- _Problem_
Reproduce verbatim the lines of the listing below. Begin with the line that contains "of the cloud" and continue through the end of the listing.

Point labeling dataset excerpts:
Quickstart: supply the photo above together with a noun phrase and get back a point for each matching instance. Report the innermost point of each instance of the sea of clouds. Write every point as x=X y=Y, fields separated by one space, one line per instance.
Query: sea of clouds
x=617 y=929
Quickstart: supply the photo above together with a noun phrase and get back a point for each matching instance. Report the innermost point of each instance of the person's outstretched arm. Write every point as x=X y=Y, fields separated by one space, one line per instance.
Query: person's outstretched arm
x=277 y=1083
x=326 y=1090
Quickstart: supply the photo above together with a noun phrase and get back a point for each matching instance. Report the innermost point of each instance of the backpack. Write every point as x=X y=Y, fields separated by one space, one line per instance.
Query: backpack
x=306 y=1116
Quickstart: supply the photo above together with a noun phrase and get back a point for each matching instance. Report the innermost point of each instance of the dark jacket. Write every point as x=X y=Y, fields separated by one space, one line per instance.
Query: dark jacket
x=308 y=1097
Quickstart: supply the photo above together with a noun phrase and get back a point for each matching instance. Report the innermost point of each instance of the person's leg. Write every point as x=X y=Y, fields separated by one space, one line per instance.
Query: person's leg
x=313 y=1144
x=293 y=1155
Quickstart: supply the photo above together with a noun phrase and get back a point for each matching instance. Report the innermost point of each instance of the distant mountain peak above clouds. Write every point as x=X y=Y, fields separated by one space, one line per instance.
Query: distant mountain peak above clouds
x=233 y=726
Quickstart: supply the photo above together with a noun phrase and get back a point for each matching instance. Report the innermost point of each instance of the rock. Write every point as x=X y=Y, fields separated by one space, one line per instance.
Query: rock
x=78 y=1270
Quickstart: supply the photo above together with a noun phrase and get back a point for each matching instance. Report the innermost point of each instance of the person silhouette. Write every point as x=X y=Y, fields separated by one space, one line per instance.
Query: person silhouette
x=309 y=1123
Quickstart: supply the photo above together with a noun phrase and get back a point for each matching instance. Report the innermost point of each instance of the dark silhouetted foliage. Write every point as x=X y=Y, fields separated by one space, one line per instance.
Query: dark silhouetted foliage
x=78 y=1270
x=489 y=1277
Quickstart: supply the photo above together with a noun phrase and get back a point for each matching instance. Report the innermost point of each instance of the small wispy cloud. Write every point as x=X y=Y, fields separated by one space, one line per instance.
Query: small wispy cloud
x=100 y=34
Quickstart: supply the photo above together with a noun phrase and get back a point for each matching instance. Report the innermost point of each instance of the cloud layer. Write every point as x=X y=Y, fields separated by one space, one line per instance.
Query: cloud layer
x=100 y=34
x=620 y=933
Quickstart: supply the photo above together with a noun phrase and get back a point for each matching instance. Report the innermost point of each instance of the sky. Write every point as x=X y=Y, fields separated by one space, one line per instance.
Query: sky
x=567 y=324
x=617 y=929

- _Finished exercise_
Quickstart: supply the photo above together with a noun phrase and get back a point for each matching instance. Report the innermost point of each instance of the cloud layer. Write every point as x=X y=Y, fields separated by one space, one line per instance.
Query: cloud layer
x=100 y=34
x=620 y=933
Quickstart: supply the photo above together with a noun phrase and get back a point for each matching instance. Report the innermost point of each instance of the sky. Write every point as x=X y=Y, fields separated by one space, one line per instance.
Query: sky
x=567 y=324
x=617 y=929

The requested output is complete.